■ Stated exercise: Arrange the lines of the listing below, starting with the line that contains "of the white" and going on through the end of the listing, as a JSON list of strings with one string per line and blank lines left out.

────────

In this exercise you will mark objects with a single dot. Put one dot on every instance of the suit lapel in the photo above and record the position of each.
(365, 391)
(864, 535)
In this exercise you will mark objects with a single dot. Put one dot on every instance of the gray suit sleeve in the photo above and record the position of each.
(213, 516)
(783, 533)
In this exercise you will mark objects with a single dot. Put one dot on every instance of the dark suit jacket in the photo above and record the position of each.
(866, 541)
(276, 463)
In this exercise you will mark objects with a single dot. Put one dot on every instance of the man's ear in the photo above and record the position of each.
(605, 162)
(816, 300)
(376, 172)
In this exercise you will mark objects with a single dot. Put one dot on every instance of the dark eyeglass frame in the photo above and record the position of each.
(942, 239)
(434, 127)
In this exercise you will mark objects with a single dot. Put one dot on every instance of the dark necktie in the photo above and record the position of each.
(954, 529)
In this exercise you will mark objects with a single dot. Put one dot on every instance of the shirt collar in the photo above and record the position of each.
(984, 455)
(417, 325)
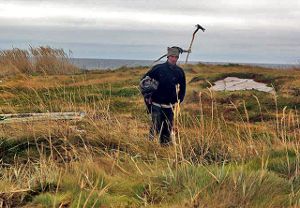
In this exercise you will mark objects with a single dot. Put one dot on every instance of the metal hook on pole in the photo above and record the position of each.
(198, 27)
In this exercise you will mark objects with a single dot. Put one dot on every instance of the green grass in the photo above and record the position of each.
(233, 149)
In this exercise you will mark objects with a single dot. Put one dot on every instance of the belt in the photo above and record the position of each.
(163, 105)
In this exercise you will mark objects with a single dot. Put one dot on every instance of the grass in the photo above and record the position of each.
(232, 149)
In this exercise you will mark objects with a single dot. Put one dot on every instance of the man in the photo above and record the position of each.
(161, 98)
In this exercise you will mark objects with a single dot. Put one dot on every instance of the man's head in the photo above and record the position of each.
(173, 55)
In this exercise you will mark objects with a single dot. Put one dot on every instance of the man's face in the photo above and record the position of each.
(172, 59)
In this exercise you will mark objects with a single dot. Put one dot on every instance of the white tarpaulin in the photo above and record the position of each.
(234, 83)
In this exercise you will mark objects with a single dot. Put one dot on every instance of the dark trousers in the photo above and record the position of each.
(162, 124)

────────

■ Problem solution:
[
  "In this exercise you will mark objects with a single dot. Put one dot on every instance of the white tarpaulin in the photo above and record the position of each.",
  "(234, 83)",
  "In this exercise you will mark objects with a single dot. Put one dot on every instance of the dark trousers in the photo above and record the position of each.",
  "(162, 124)"
]